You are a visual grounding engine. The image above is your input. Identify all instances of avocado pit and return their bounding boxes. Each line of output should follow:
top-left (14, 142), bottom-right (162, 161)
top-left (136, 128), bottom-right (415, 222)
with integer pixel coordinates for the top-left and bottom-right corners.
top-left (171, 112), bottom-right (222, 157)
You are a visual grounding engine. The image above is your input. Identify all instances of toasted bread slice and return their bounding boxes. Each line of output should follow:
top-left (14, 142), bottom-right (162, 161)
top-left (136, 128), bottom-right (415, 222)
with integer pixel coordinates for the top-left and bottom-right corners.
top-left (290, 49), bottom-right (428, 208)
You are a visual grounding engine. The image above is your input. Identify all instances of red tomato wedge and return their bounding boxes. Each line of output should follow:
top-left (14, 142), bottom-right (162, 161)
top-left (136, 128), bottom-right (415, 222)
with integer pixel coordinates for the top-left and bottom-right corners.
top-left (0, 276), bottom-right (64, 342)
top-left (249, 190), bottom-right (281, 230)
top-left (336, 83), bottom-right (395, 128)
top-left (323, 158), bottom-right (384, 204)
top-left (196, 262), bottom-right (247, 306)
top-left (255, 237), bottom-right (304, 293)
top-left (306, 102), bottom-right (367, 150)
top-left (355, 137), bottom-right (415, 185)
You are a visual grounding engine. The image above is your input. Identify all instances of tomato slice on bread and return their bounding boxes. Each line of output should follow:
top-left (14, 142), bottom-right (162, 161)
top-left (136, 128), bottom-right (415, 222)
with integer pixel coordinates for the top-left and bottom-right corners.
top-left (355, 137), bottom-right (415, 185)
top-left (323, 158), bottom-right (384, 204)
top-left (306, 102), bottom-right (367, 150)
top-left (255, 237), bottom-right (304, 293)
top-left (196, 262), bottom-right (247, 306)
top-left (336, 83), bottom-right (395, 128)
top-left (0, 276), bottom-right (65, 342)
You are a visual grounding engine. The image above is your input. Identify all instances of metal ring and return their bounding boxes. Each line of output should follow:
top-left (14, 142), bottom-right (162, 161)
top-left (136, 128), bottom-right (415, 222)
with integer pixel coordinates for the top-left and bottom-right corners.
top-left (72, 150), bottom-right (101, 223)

------------------------------------

§ What to produce
Reproduce all of the records above verbatim, line for line.

§ Response to this task
You are a visual grounding engine. The image above is your input. Identify all instances of avocado pit and return their bounding boxes. Each line of output should follow:
top-left (14, 142), bottom-right (162, 161)
top-left (136, 128), bottom-right (415, 222)
with integer pixel coordinates for the top-left and bottom-right corners.
top-left (171, 112), bottom-right (222, 157)
You are a visual grounding engine. The image above is your input. Identify all instances of toasted bread slice and return their bounding boxes. Each line of output should follow:
top-left (14, 142), bottom-right (162, 161)
top-left (136, 128), bottom-right (415, 222)
with integer pixel coordinates for the top-left and bottom-right corners.
top-left (290, 49), bottom-right (428, 208)
You are a visual grounding engine. The image above is your input. Identify all instances of red tomato wedge and return their bounding boxes. Each line of output should follow:
top-left (14, 142), bottom-right (162, 161)
top-left (136, 128), bottom-right (415, 222)
with integer pixel coordinates for the top-left and bottom-right corners.
top-left (0, 276), bottom-right (64, 342)
top-left (249, 190), bottom-right (281, 230)
top-left (336, 83), bottom-right (395, 128)
top-left (323, 158), bottom-right (384, 204)
top-left (196, 262), bottom-right (247, 306)
top-left (255, 237), bottom-right (304, 293)
top-left (306, 102), bottom-right (367, 150)
top-left (355, 137), bottom-right (415, 185)
You are a visual grounding engine. The image above is your input. Identify all instances of tomato slice on bread and return their bounding boxes. Each line of output should follow:
top-left (14, 142), bottom-right (162, 161)
top-left (136, 128), bottom-right (415, 222)
with integer pixel coordinates for the top-left and bottom-right corners.
top-left (355, 137), bottom-right (415, 185)
top-left (323, 158), bottom-right (384, 204)
top-left (306, 102), bottom-right (367, 150)
top-left (255, 237), bottom-right (304, 293)
top-left (196, 262), bottom-right (247, 306)
top-left (336, 83), bottom-right (395, 128)
top-left (0, 276), bottom-right (65, 342)
You are a visual grounding engine. The image above is your input. Identify all instances of metal ring and return their bounding boxes. Each line of output should follow:
top-left (14, 142), bottom-right (162, 161)
top-left (136, 128), bottom-right (415, 222)
with integer pixel coordinates for the top-left and bottom-right corners.
top-left (72, 150), bottom-right (101, 223)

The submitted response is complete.